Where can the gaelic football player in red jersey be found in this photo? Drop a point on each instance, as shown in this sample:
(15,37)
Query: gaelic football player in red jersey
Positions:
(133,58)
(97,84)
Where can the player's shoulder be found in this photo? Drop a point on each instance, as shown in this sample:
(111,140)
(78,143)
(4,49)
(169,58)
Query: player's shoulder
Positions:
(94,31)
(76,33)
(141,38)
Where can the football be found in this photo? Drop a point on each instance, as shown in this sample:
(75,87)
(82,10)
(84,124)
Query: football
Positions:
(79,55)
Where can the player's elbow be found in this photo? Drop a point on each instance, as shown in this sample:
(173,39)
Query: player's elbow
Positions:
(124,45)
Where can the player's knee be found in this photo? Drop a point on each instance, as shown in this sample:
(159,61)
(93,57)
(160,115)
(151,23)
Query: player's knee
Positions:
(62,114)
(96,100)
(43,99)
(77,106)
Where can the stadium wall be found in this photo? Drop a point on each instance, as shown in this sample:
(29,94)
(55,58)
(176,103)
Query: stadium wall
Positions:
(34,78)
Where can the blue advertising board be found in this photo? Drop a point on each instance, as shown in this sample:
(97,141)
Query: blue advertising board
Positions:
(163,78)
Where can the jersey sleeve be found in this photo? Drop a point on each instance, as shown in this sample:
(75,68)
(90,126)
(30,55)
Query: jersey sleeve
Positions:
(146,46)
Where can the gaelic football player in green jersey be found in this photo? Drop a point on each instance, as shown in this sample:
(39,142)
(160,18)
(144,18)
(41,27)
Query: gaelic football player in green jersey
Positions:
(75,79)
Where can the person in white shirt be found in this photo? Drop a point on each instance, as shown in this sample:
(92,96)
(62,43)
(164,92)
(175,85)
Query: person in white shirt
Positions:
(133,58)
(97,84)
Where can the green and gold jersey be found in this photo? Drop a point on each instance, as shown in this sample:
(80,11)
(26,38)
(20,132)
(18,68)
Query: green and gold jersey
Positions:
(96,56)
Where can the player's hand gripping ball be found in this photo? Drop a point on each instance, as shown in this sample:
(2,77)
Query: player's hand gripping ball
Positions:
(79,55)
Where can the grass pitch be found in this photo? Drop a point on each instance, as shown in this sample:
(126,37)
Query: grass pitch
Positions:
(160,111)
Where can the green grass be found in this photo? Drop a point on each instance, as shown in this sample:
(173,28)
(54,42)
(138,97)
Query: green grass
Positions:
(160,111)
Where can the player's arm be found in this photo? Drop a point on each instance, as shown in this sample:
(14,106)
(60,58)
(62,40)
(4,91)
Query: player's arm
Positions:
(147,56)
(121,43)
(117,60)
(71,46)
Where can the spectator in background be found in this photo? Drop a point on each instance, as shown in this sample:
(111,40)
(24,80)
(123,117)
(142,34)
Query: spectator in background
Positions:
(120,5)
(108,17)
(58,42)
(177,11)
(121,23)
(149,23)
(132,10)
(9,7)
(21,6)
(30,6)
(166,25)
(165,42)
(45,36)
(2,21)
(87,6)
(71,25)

____

## Aim:
Update the material above so that "Drop a point" becomes "Place a marker" in every place it occurs, and keep everything else the same.

## Exercise response:
Where can the gaelic football player in red jersey be found in this photo? Place a marker on each instance, as shown in this sample:
(15,37)
Query: gaelic football player in red jersey
Positions:
(133,58)
(97,84)
Where can the player's shoulder be found in this photo? Place a marker on each instance, as shown in this sample:
(111,140)
(78,143)
(4,49)
(169,58)
Query: player's shoulder
Positions:
(94,31)
(76,33)
(141,38)
Where can the football be found in this photo? Place a marker on each instance, as shown in this sample:
(75,87)
(82,10)
(84,124)
Query: football
Positions:
(79,55)
Where can the player's elbow be found in this photo? Place a marker on each instance, as shown in this sample:
(173,39)
Query: player's elbow
Positions:
(124,45)
Where can the player's knee be found in this photo? Place a marker on each instance, as shown in this sample:
(159,61)
(93,57)
(160,115)
(151,23)
Query: player's knee
Positions:
(62,114)
(96,100)
(43,99)
(77,106)
Where can the stadium wall be found in this photo? Place a marker on each instance, as shown in this sample:
(29,94)
(55,58)
(176,103)
Query: stadium wall
Positions:
(34,78)
Where can the blue advertising board be found in this photo? Place a marker on each instance, as shown in this sample:
(97,141)
Query: blue advertising board
Positions:
(163,78)
Where can the jersey sleeve be found in this photo? Place a marker on each instance, as shown in this sample:
(75,68)
(90,126)
(30,55)
Query: jersey sleeve
Positions:
(146,46)
Where can the gaelic football player in green jersey be found in this photo? Place a marker on each instance, as shown in this sample:
(39,142)
(160,18)
(144,18)
(41,27)
Query: gaelic football player in green jersey
Positions:
(75,79)
Where can the person in white shirt be found in this photo? Place a marker on each instance, as shown in this sample:
(92,96)
(62,43)
(164,92)
(175,85)
Query: person in white shirt
Positions:
(133,58)
(97,84)
Where can the green and gold jersey be found in this photo? Place a marker on each instance, as shown in this sample:
(80,11)
(26,38)
(20,132)
(18,68)
Query: green and gold jersey
Positions:
(96,56)
Where can the player's hand gripping ball be found in this photo? Place a marker on each instance, as shown in this sample:
(2,77)
Query: player's hand gripping ball
Positions:
(79,55)
Where can the grass pitch be found in this photo? Place a marker on each instance, as shown in this sample:
(126,37)
Query: grass pitch
Positions:
(160,111)
Where can the green grass be found in this photo? Place a marker on each instance, as shown in this sample:
(173,28)
(54,42)
(138,97)
Query: green grass
Positions:
(160,111)
Where can the player's arm be found in this photo? Place a marker on each instance, as shown in this sample:
(14,106)
(60,58)
(62,40)
(4,91)
Query: player's arm
Positions:
(147,56)
(121,43)
(117,60)
(71,46)
Where can the spectator in background be found in this photo? Place a marker on each instance, as shown in this sample:
(111,40)
(24,80)
(123,117)
(142,34)
Query: spectator in background
Positions:
(120,5)
(108,17)
(58,42)
(177,11)
(121,23)
(149,23)
(132,10)
(9,7)
(21,6)
(30,6)
(166,25)
(165,42)
(45,36)
(2,21)
(87,6)
(71,25)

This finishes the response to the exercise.